Start Document extract
On March 21, 2018, Ed, Marilyn, and the Agency transferred most of their real estate into the Batal Family Living Trust (the Trust) in order to shield these assets from Nancy. Compl. ¶¶ 174, 175, 177, 191(A). That same day, Ed signed a new will, which left Nancy out of the Trust. Compl. ¶ 176.

On March 22, 2018, Ed and Mr. Curley agreed on the terms of the sale of the Agency, including that Mr. Curley would purchase the Agency for $335,000 but that Ed and Marilyn would finance the sale. Compl. ¶¶ 178-79. On April 6, 2018, Ed's attorney called Nancy to ask her to sign a non-compete agreement in order to “fast track” the sale of the Agency and asked her whether she planned to work for the Agency after it was purchased by Mr. Curley. Compl. ¶¶ 160, 182. That same day, Ed and Marilyn sold additional property to the Trust. Compl. ¶¶ 191(B), (C), (E), (G).
End Document extract
**The tasks:**
1. List every date that appears in the Batal Trust passage.
2. Copy word for word the part of the Batal Trust passage from "On March 21, 2018, Ed, Marilyn, and" down to "191(B), (C), (E), (G).".
The items have nothing to do with the Batal Trust passage.
Start Record extracts
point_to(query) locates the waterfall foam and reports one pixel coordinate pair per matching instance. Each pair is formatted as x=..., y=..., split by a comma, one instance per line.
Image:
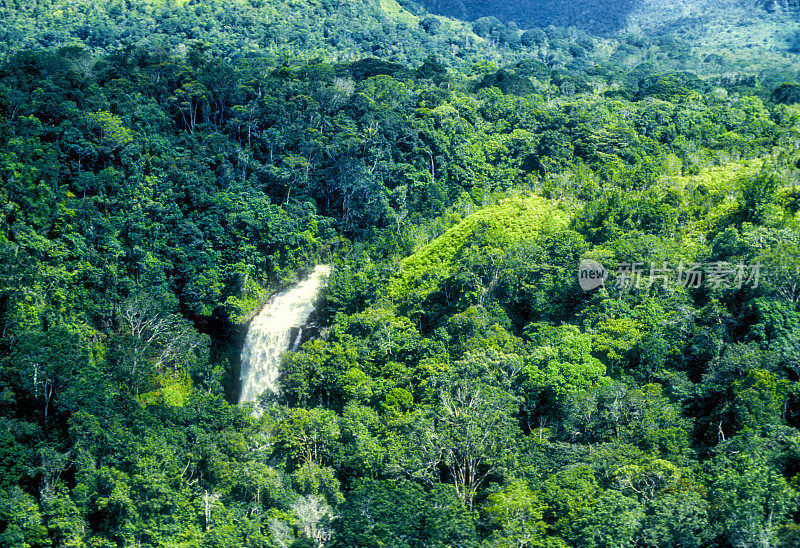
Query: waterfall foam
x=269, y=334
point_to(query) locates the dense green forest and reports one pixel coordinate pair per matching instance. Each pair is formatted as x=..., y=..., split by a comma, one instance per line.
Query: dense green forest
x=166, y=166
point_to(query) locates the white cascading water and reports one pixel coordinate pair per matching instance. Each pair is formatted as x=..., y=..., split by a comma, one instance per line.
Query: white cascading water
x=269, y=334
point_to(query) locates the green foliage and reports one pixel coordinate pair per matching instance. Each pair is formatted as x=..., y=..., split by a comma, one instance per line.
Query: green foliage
End Record extracts
Start Record extracts
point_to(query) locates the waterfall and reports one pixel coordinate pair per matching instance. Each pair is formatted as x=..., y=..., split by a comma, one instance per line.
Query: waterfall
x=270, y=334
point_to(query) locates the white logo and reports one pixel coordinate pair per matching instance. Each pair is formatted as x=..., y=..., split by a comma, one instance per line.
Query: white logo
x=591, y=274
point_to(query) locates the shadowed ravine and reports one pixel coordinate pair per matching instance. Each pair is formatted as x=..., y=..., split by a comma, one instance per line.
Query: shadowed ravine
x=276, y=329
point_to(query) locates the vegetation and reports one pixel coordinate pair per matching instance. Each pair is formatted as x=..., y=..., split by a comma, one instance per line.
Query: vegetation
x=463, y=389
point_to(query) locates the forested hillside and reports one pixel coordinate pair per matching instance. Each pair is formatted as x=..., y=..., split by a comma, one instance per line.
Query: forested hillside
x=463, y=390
End Record extracts
Start Record extracts
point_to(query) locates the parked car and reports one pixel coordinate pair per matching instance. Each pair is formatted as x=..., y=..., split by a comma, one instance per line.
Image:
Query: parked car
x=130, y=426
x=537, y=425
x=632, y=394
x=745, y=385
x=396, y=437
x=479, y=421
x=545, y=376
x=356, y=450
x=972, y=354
End Record extracts
**Responses:**
1. March 21, 2018; March 22, 2018; April 6, 2018

2.
On March 21, 2018, Ed, Marilyn, and the Agency transferred most of their real estate into the Batal Family Living Trust (the Trust) in order to shield these assets from Nancy. Compl. ¶¶ 174, 175, 177, 191(A). That same day, Ed signed a new will, which left Nancy out of the Trust. Compl. ¶ 176.

On March 22, 2018, Ed and Mr. Curley agreed on the terms of the sale of the Agency, including that Mr. Curley would purchase the Agency for $335,000 but that Ed and Marilyn would finance the sale. Compl. ¶¶ 178-79. On April 6, 2018, Ed's attorney called Nancy to ask her to sign a non-compete agreement in order to “fast track” the sale of the Agency and asked her whether she planned to work for the Agency after it was purchased by Mr. Curley. Compl. ¶¶ 160, 182. That same day, Ed and Marilyn sold additional property to the Trust. Compl. ¶¶ 191(B), (C), (E), (G).